→ SELECTED TEXT
## begin

2

I am using geoprapy to to get locations via a URL. I have a URL column for my DataFrame. I am attempting to run a pre-built Geograpy function on each URL and create a new column of the locations on the DataFrame. So, I have tried (from other questions):

hits['place'] = geograpy.get_place_context(url=hits.urls)

# and

hits['place'] = hits.apply(geograpy.get_place_context(url=hits.urls), axis=1))

# and

def getPlace(frame):
    urls = frame['urls']
    print(urls)
    frame['place'] = geograpy.get_place_context(url=urls)
    return frame

getPlace(hits)

Along with a few others. I keep getting

ValueError: The truth value of a Series is ambiguous. Use a.empty, a.bool(), a.item(), a.any() or a.all().

Which I understand as that it is seeing URLs as a whole column and cannot run the function on the column? Doesn't really matter.

How can I run a function for every row in a dataframe and create a new column?

## end

→ GIVEN EXERCISE
In the Geograpy question above, list each alternative that the quoted error message recommends using.

→ SUPPLIED DATA
## begin

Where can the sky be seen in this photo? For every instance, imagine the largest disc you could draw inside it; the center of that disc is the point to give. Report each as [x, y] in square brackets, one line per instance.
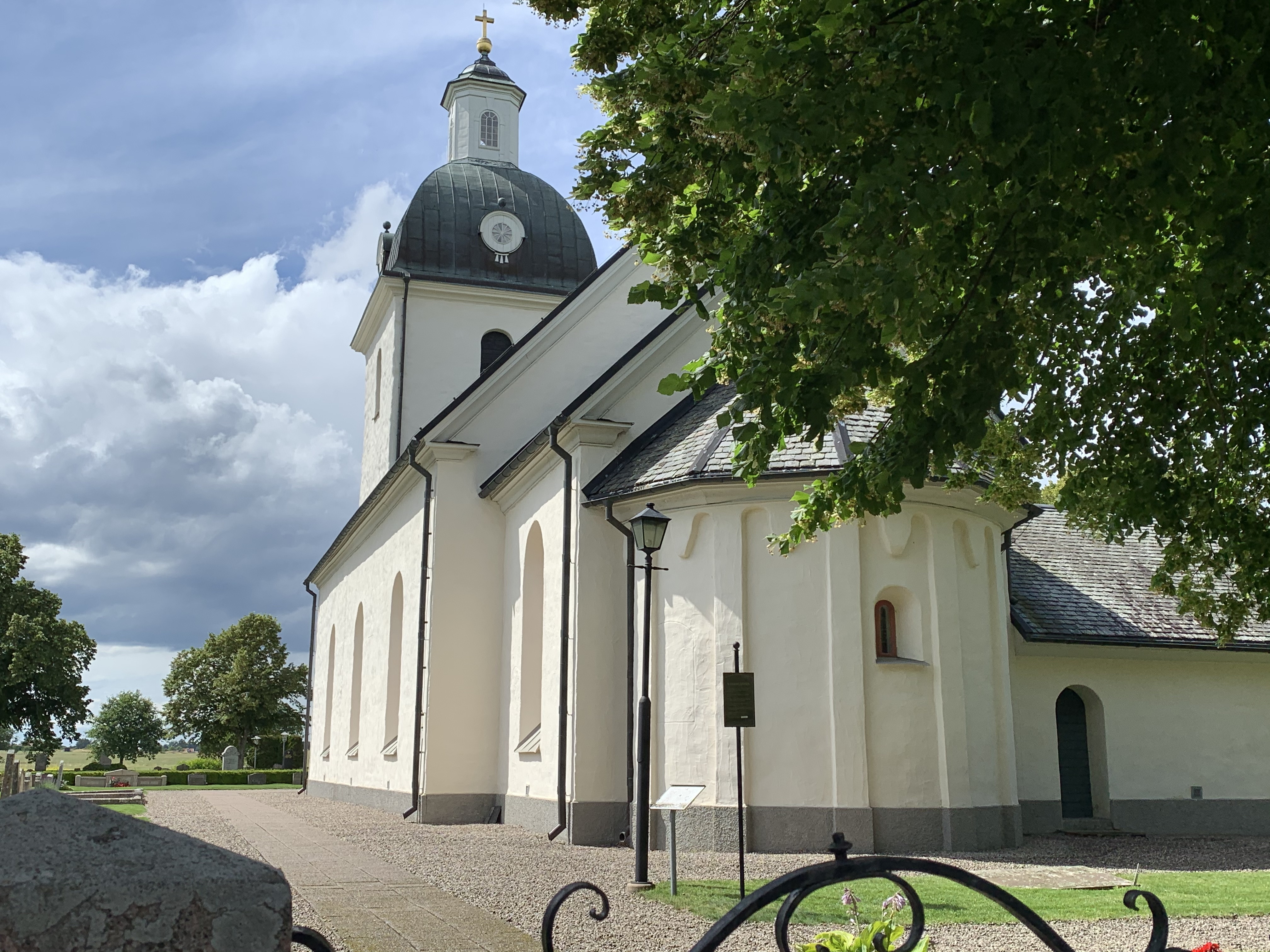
[190, 196]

## end

→ CORRECT RESPONSE
a.empty, a.bool(), a.item(), a.any(), a.all()